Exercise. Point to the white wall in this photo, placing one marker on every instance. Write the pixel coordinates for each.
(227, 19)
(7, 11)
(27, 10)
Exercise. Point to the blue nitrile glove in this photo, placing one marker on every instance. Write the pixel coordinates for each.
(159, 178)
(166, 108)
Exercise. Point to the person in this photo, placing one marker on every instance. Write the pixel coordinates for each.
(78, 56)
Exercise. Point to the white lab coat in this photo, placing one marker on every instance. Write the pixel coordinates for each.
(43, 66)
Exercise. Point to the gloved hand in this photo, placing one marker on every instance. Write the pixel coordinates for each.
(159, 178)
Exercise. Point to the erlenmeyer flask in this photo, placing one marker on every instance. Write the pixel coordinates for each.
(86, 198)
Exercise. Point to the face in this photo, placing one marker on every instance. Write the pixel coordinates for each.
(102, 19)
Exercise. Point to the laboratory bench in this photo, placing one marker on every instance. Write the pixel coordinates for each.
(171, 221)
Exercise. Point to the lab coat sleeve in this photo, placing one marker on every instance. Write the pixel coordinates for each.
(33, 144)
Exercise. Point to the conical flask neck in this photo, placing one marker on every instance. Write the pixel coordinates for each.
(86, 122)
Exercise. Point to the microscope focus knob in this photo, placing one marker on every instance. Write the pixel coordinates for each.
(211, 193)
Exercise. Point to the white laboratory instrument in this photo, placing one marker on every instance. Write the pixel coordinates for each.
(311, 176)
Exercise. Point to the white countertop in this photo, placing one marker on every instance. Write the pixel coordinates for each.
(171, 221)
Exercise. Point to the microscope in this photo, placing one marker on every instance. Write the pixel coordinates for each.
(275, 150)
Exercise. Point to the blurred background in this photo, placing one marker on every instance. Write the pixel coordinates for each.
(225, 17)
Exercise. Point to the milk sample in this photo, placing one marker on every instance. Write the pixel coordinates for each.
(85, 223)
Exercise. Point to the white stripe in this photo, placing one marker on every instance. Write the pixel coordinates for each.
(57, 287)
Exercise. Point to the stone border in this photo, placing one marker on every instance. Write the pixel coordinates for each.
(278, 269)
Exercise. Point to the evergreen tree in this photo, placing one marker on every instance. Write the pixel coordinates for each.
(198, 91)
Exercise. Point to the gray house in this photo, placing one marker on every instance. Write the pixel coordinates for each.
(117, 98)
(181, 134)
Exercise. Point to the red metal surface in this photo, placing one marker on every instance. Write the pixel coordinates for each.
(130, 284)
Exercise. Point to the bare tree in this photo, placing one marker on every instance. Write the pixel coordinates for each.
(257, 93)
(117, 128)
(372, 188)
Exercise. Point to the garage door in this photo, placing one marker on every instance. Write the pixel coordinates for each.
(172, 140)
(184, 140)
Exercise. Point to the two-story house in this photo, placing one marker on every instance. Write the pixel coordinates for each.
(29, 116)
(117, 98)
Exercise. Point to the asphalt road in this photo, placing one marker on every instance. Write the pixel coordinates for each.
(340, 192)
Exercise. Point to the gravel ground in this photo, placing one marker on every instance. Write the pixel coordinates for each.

▶ Problem to work on
Retype the records above in full, exactly.

▶ Worked solution
Exercise. Point to the white wall in this photo, placing one marker on every instance. Write the pixel coordinates for each.
(227, 19)
(7, 11)
(27, 10)
Exercise. Point to the blue nitrile glove in this photo, placing one marker on every instance. Write the pixel coordinates for each.
(159, 178)
(166, 108)
Exercise. Point to the person in this photo, placing one marker on every instance. Write the pixel coordinates for each.
(78, 56)
Exercise. Point to the white lab coat in this photo, placing one marker on every instance. Write the pixel coordinates for each.
(43, 66)
Exercise. Point to the gloved hand in this photo, placing one marker on every instance. Write the pixel coordinates for each.
(159, 178)
Exercise. Point to the erlenmeyer flask in this photo, placing one marker on every instance. Write the pixel coordinates for each.
(86, 198)
Exercise. Point to the face in this photo, placing one marker on every instance. Write the pixel coordinates for each.
(102, 19)
Exercise. Point to the laboratory bench in this photo, placing one marker on every instance. Write the pixel coordinates for each.
(171, 221)
Exercise. Point to the lab coat sleeve in this photo, placing one marker on every instance. Write the pixel coordinates for each.
(33, 144)
Exercise. Point to the conical flask neck in this photo, placing one marker on every instance. Write the pixel coordinates for each.
(86, 122)
Exercise. Point to the microscope focus knob in this photo, placing one marker on every instance. Write the pixel coordinates for each.
(211, 193)
Exercise. Point to the white laboratory instrument in this photo, placing one marker on every instance. Write the pixel coordinates for each.
(311, 176)
Exercise. Point to the white countertop in this photo, placing one marker on every instance. Write the pixel coordinates for each.
(171, 221)
Exercise. Point to the microscope in this photo, placing one marker on every instance. Write the pixel coordinates for each.
(275, 150)
Exercise. Point to the blurred background in this photo, placing one marker on every instance. Write the pixel coordinates for each.
(225, 17)
Exercise. Point to the milk sample in this photo, placing one marker on every instance. Write the pixel coordinates for each.
(85, 223)
Exercise. Point to the white stripe in this photo, placing one marker on every instance. Write the pixel coordinates for each.
(57, 287)
Exercise. Point to the stone border in this photo, placing one marker on every instance. Write the pixel coordinates for each.
(278, 269)
Exercise. Point to the evergreen tree in this photo, placing one marker on every instance. Write the pixel coordinates for each.
(198, 91)
Exercise. Point to the gray house in this photo, placing one marker on every instance. Write the pixel coordinates for each.
(117, 98)
(181, 134)
Exercise. Point to the red metal surface in this photo, placing one marker on every instance. Write the pixel coordinates for each.
(130, 284)
Exercise. Point to the bare tree in this photo, placing one marker on every instance. Write the pixel coordinates for each.
(257, 93)
(117, 128)
(372, 188)
Exercise. Point to the garage door in this photo, placing one marker on every instance. Write the pixel coordinates for each.
(172, 140)
(184, 140)
Exercise. Point to the two-story house in this photo, placing one marker on every instance. Write the pixel coordinates for each.
(29, 116)
(117, 98)
Exercise. Point to the asphalt road in this photo, placing one marker on every instance. Write the pixel coordinates for each.
(340, 192)
Exercise. Point to the gravel ground in this photo, placing one marker on every instance. Write the pixel coordinates for each.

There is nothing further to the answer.